*** Recorded information ***

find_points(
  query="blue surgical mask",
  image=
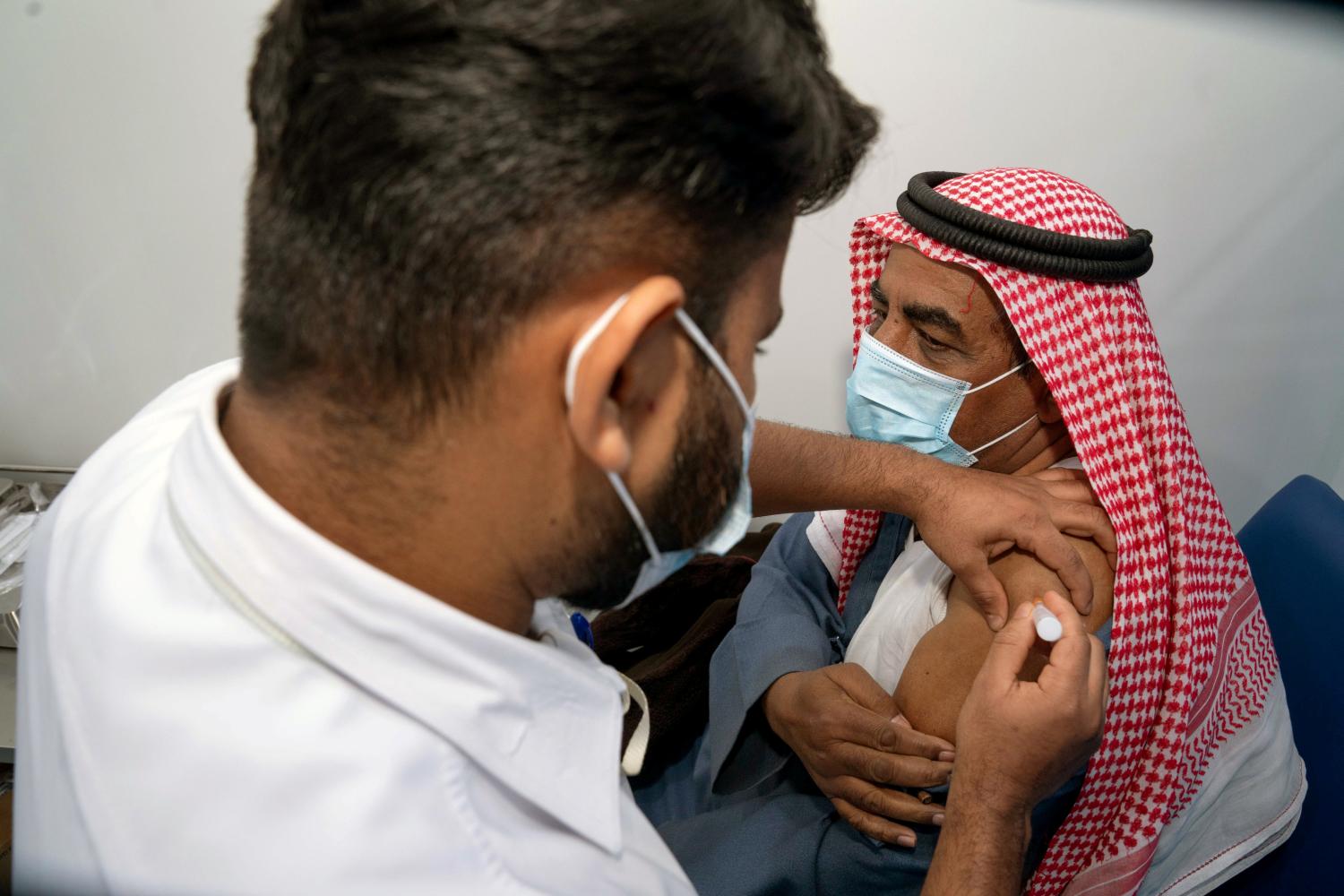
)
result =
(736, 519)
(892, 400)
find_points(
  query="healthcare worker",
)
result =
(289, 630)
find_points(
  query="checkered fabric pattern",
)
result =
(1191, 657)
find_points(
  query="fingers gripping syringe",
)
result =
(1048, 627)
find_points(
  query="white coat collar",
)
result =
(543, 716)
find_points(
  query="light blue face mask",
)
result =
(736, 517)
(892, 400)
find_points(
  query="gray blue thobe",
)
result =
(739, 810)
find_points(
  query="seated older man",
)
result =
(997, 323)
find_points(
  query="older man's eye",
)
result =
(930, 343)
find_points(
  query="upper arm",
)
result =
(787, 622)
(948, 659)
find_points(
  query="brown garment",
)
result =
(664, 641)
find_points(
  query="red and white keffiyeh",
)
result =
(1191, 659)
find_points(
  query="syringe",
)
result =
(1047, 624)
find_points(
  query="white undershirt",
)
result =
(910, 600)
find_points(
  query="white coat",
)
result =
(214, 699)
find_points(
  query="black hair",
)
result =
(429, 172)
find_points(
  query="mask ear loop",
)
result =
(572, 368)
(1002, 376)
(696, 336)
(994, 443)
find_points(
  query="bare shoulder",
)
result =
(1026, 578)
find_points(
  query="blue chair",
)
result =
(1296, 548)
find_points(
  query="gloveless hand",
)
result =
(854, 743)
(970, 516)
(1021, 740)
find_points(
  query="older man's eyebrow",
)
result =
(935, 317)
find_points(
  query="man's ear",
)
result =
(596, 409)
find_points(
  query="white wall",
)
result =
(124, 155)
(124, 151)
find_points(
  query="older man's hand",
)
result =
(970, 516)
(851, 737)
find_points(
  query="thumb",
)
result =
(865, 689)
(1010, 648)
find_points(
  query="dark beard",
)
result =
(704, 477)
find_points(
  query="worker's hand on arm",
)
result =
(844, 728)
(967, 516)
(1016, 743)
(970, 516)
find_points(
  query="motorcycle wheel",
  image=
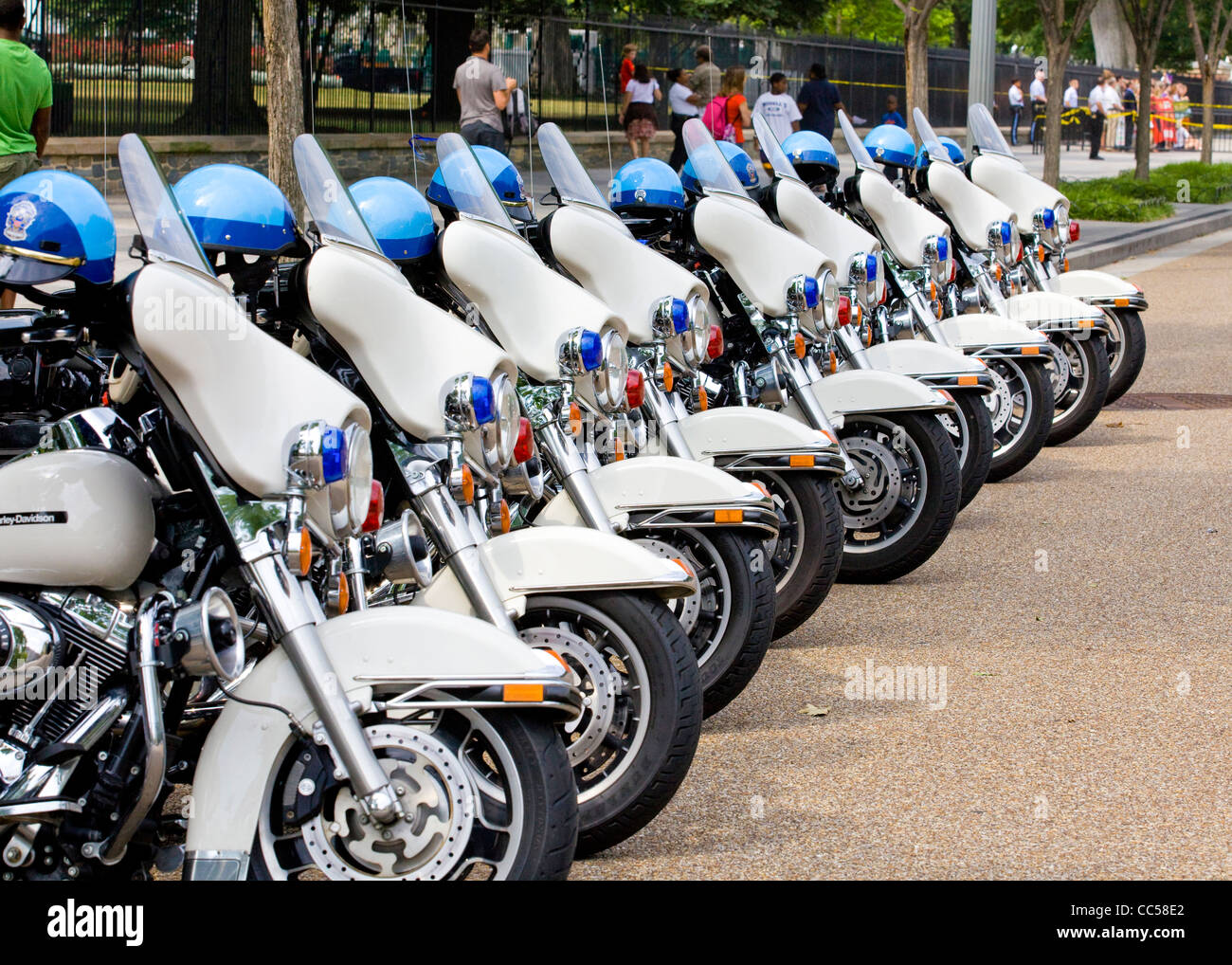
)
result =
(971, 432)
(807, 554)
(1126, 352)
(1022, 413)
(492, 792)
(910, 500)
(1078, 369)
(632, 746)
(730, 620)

*** End of Recorded information ***
*** Recorded information ***

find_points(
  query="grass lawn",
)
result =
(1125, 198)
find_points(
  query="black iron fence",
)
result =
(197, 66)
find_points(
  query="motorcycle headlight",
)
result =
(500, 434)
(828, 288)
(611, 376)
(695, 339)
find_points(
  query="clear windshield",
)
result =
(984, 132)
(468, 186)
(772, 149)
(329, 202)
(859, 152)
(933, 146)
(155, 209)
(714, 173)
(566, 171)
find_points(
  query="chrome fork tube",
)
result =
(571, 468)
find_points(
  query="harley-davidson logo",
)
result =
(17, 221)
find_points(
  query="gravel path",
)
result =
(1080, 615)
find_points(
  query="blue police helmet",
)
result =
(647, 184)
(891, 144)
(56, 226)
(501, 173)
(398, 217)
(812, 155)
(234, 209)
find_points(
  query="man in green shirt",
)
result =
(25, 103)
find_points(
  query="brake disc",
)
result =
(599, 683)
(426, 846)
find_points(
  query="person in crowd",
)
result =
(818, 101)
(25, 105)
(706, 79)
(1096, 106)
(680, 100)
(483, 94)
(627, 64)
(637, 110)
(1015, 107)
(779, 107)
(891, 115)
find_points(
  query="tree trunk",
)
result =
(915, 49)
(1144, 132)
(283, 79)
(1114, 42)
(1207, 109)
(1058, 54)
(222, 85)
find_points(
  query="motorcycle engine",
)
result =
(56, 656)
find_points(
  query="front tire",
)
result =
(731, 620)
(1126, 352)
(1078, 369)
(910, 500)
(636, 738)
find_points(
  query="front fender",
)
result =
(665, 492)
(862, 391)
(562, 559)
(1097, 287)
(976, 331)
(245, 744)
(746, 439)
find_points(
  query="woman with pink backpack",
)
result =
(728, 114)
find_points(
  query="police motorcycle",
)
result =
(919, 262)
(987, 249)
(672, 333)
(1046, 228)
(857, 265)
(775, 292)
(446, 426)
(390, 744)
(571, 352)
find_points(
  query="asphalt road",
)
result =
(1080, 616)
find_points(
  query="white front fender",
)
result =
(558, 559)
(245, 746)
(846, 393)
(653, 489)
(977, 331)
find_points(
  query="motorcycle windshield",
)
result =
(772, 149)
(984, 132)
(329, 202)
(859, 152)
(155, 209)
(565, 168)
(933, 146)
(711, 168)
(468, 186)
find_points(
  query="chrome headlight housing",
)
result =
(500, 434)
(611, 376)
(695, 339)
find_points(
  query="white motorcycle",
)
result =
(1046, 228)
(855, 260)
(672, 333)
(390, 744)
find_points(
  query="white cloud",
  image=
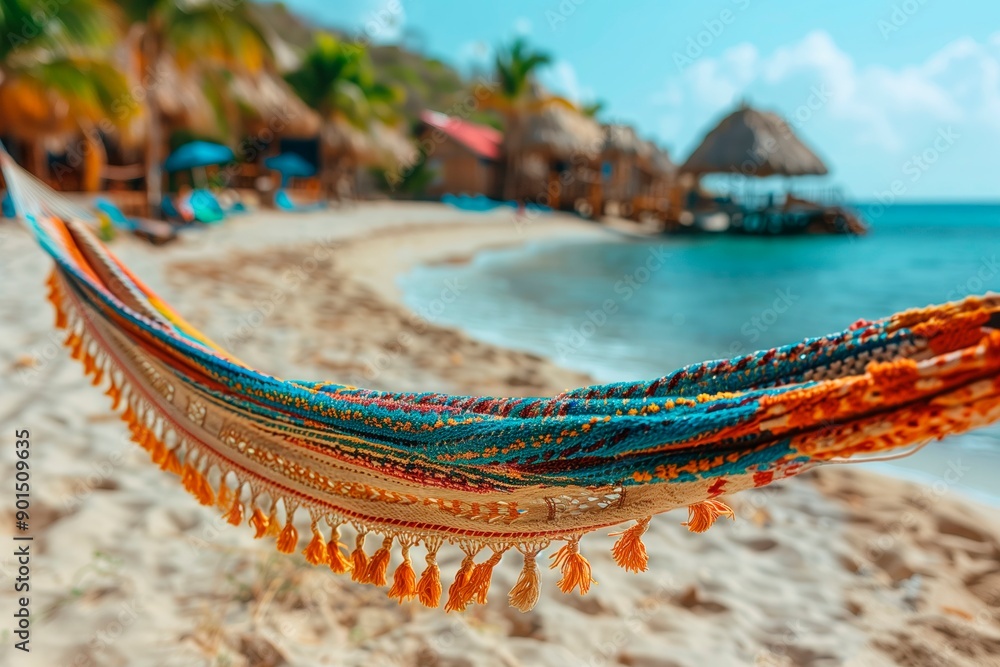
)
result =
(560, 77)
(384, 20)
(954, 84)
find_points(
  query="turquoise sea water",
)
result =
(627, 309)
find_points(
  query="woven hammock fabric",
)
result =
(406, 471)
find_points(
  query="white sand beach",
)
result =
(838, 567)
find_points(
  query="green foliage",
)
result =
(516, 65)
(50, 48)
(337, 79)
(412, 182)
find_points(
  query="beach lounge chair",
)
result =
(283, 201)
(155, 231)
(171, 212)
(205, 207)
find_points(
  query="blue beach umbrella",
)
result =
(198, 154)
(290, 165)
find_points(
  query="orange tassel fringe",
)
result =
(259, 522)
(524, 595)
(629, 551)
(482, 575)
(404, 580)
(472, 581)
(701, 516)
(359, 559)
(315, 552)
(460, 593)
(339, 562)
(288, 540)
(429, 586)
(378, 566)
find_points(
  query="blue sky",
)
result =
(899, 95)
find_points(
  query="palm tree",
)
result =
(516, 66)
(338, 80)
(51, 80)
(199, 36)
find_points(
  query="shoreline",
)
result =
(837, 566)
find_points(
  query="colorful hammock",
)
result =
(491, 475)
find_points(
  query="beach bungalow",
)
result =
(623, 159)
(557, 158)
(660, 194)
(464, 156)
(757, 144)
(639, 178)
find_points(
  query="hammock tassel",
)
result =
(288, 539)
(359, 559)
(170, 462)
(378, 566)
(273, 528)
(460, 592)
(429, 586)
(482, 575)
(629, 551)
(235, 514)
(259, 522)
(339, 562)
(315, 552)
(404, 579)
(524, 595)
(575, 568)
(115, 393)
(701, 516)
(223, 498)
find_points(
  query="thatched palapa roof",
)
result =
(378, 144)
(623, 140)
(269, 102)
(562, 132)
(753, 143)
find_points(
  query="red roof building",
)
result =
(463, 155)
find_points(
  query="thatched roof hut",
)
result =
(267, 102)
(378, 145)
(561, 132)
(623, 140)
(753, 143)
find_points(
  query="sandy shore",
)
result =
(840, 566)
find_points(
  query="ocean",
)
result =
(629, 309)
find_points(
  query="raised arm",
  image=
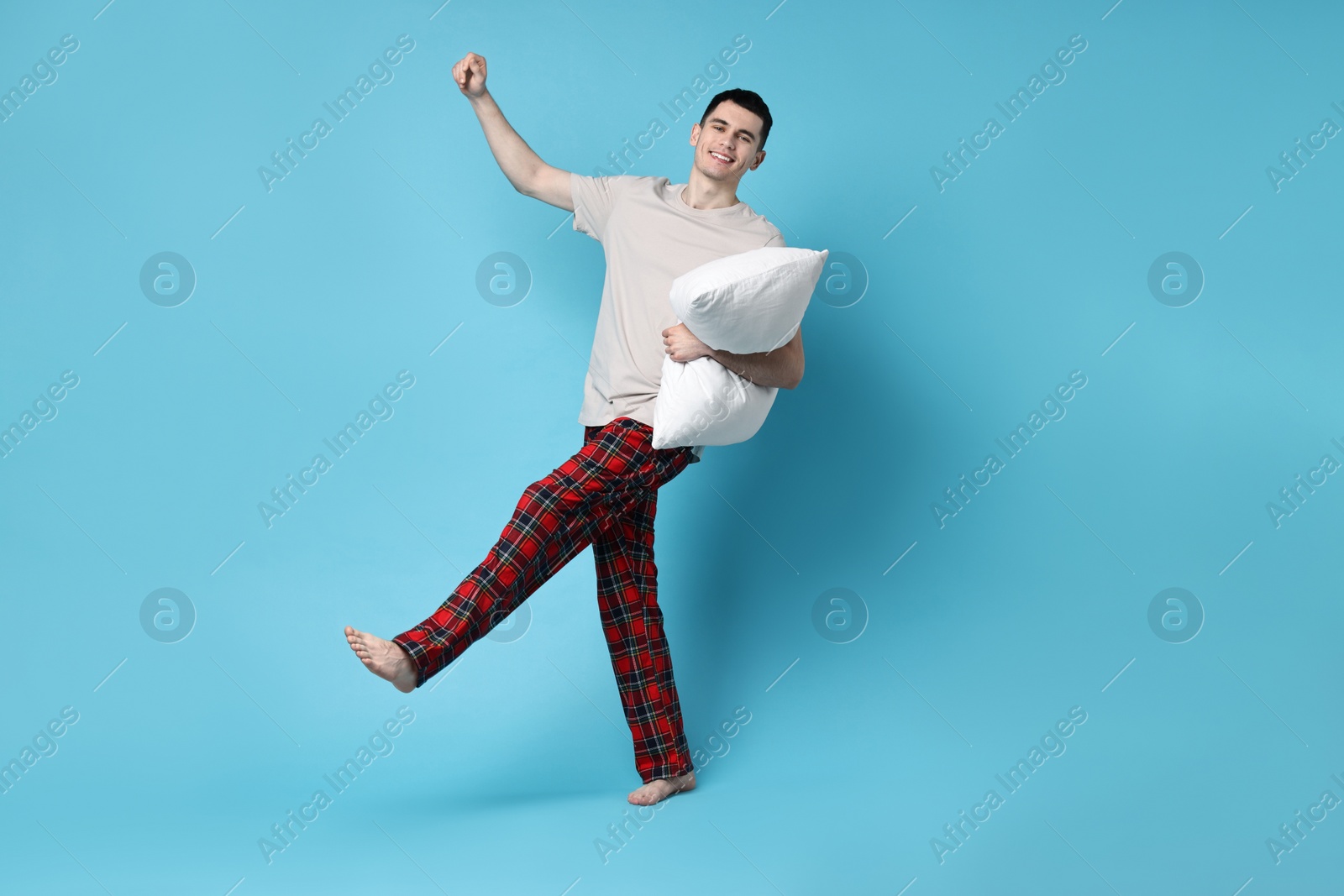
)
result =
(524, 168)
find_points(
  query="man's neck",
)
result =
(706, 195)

*** End of Recorded information ***
*** Recorded information ***

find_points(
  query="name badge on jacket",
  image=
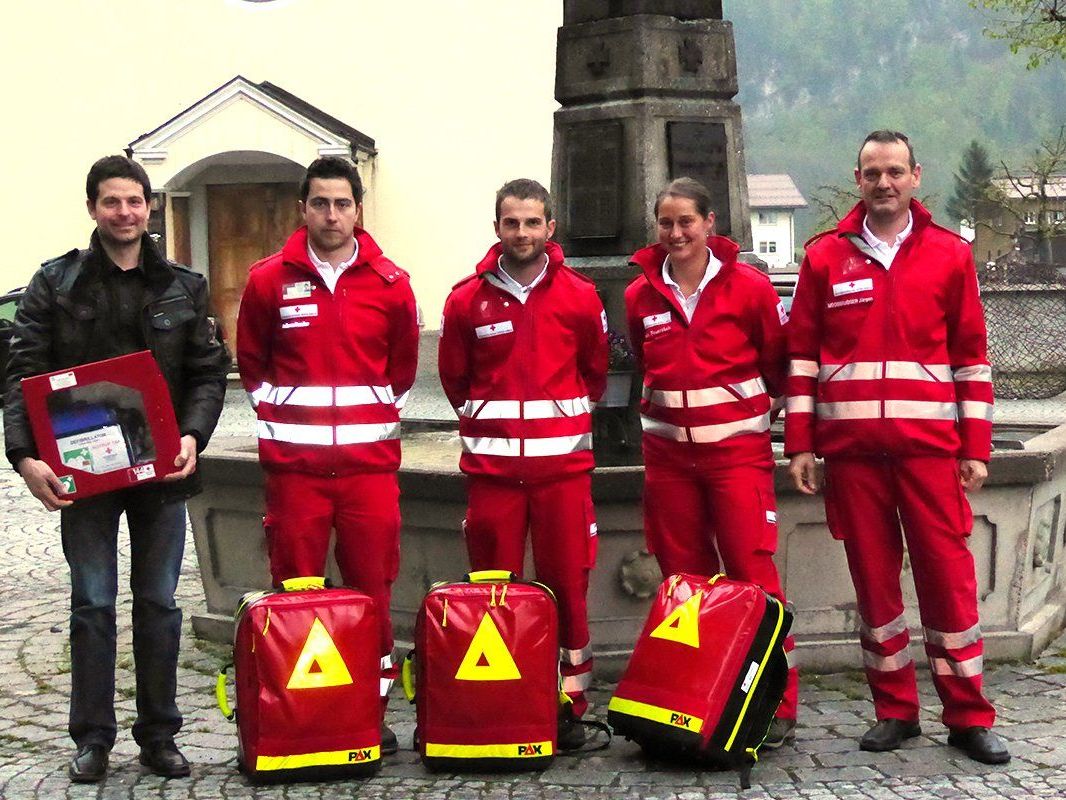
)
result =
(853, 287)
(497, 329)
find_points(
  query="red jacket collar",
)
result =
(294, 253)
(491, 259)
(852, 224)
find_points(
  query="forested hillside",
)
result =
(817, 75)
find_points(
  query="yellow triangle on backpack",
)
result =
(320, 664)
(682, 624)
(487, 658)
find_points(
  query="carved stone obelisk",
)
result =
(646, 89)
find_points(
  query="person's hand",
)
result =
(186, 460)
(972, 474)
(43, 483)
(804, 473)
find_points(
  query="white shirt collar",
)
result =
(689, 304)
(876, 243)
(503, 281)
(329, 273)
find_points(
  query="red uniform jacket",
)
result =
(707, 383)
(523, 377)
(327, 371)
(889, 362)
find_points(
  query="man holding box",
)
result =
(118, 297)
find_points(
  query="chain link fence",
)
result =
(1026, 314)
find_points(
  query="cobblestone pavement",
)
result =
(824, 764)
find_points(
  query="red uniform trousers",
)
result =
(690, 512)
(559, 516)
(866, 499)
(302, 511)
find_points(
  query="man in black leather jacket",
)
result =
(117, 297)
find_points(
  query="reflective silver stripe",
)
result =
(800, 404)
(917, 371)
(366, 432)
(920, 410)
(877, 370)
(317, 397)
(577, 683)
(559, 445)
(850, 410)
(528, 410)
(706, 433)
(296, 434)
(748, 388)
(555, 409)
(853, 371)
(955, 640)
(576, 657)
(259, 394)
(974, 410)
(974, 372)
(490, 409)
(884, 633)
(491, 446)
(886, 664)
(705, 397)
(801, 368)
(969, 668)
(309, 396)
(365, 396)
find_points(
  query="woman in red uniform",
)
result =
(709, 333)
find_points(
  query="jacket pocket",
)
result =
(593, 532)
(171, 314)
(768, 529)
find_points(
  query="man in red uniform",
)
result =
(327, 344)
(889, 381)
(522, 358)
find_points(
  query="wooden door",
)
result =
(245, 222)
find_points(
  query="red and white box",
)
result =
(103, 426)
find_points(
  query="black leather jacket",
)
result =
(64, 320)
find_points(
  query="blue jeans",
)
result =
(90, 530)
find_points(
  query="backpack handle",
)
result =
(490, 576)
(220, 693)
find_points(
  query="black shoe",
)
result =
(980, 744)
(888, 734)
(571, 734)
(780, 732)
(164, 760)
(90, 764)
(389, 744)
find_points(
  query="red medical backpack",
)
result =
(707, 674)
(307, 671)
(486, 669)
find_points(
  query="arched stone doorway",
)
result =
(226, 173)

*** End of Recorded information ***

*Your goal*:
Looking at the records above, count the lines with the word "tassel" in them; reply with the number only.

*Response to the task*:
2